When a line in the records contains the string "blue", copy that line.
══════
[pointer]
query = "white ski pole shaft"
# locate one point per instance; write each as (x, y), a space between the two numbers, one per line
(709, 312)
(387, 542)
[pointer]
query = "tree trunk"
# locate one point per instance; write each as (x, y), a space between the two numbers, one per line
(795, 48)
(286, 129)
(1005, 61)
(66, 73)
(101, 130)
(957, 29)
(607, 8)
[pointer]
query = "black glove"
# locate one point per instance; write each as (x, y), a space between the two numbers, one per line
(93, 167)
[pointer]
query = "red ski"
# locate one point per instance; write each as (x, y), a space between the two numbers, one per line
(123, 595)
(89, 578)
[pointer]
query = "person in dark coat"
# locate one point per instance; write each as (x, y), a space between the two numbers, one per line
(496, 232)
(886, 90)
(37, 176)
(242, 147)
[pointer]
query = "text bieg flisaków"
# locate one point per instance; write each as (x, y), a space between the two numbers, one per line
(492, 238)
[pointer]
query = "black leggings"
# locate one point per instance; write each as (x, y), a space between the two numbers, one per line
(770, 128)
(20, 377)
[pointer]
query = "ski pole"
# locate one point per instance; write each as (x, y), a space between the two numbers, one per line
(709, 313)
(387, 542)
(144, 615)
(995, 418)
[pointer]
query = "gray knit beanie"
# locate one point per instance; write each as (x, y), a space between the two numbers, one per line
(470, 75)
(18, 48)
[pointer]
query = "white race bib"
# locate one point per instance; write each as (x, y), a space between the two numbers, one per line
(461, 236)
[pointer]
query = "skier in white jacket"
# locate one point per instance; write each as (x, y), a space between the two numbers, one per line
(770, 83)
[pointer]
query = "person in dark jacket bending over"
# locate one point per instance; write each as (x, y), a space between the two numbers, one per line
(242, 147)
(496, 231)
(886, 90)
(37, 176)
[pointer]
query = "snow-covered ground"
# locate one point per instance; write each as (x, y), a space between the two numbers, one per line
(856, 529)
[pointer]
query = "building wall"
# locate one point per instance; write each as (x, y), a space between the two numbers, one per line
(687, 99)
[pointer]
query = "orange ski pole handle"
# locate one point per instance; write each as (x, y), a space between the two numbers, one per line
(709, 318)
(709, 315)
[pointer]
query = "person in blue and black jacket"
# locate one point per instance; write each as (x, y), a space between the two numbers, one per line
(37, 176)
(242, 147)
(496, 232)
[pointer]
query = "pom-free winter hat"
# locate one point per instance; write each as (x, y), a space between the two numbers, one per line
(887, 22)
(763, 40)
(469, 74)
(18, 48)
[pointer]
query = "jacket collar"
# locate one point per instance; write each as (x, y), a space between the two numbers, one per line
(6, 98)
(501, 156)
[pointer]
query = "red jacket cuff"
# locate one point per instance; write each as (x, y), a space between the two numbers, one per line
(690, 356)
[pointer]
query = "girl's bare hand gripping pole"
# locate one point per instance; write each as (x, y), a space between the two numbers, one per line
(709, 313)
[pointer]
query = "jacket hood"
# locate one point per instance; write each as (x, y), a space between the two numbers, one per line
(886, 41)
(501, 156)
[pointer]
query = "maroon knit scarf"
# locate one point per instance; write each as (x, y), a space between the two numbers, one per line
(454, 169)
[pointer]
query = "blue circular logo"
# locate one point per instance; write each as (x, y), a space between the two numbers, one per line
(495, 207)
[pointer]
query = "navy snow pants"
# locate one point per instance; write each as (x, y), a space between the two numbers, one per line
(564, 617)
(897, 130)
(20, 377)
══════
#### [TASK ANSWER]
query = "person in blue and black jacket"
query = "blue circular logo"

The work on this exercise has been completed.